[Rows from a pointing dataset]
## START

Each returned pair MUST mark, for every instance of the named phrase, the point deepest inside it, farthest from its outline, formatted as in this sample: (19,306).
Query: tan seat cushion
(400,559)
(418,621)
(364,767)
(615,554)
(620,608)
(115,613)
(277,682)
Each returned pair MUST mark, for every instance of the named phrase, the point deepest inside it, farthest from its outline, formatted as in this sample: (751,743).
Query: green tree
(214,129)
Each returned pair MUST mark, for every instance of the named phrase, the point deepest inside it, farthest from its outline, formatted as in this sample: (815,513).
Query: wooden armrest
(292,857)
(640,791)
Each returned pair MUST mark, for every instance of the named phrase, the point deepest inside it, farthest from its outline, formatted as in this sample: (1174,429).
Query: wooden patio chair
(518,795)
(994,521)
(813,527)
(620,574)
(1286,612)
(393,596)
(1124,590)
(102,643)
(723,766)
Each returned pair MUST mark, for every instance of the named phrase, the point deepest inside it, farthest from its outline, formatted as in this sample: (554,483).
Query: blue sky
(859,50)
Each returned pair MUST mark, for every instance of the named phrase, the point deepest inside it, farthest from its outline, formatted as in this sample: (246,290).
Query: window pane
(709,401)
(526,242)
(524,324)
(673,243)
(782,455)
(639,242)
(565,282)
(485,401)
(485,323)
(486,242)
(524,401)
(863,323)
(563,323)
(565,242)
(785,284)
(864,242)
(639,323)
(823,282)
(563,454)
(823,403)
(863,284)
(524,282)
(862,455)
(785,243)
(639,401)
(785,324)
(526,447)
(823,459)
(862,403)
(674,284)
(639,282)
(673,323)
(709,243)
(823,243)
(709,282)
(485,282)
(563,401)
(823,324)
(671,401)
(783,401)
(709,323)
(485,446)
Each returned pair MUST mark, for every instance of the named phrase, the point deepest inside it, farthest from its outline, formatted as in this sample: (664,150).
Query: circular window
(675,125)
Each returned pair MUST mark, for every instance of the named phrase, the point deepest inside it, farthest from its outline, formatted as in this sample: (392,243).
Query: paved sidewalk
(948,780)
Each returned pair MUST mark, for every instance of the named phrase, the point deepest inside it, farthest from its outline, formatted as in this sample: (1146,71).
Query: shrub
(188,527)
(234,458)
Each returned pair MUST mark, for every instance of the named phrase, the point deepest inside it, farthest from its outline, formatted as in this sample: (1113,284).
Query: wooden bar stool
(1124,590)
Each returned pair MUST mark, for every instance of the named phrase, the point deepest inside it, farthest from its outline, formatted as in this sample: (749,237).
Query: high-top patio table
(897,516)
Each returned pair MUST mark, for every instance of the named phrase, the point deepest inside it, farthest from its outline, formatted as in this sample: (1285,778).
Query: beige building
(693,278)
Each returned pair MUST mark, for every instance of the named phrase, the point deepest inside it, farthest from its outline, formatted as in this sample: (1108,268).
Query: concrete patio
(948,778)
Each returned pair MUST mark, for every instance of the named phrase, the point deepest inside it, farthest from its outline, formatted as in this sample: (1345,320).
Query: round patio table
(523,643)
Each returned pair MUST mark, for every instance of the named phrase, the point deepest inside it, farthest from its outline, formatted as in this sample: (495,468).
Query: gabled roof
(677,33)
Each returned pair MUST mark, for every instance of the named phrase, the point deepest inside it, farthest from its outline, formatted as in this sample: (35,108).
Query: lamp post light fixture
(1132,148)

## END

Find the line containing "this sample: (1108,268).", then output it and every line after it to the end of the data, exactly.

== RESULT BELOW ==
Each returned pair MUST mark, for every instance of the named phrase, the point deepest inside it, farthest from its outline, formatted as in this sample: (1108,268).
Query: concrete patio
(948,778)
Each returned pair MUST mark, for every instance of the named phrase, the point deepest inside it, farthest from its outline, formatted as in this sample: (1345,320).
Query: round patio table
(523,643)
Each returned pair MUST mark, for every instance of the named phrase, the point deepest inside it, farthest from its outline, formatted as in this sample: (495,468).
Query: gabled roof
(677,33)
Each returned pair MUST mark, for every instance of the named phrase, the point deepest inside it, farthest from its outline, formatted as in this sample: (35,108).
Query: lamp post light fixture
(1132,148)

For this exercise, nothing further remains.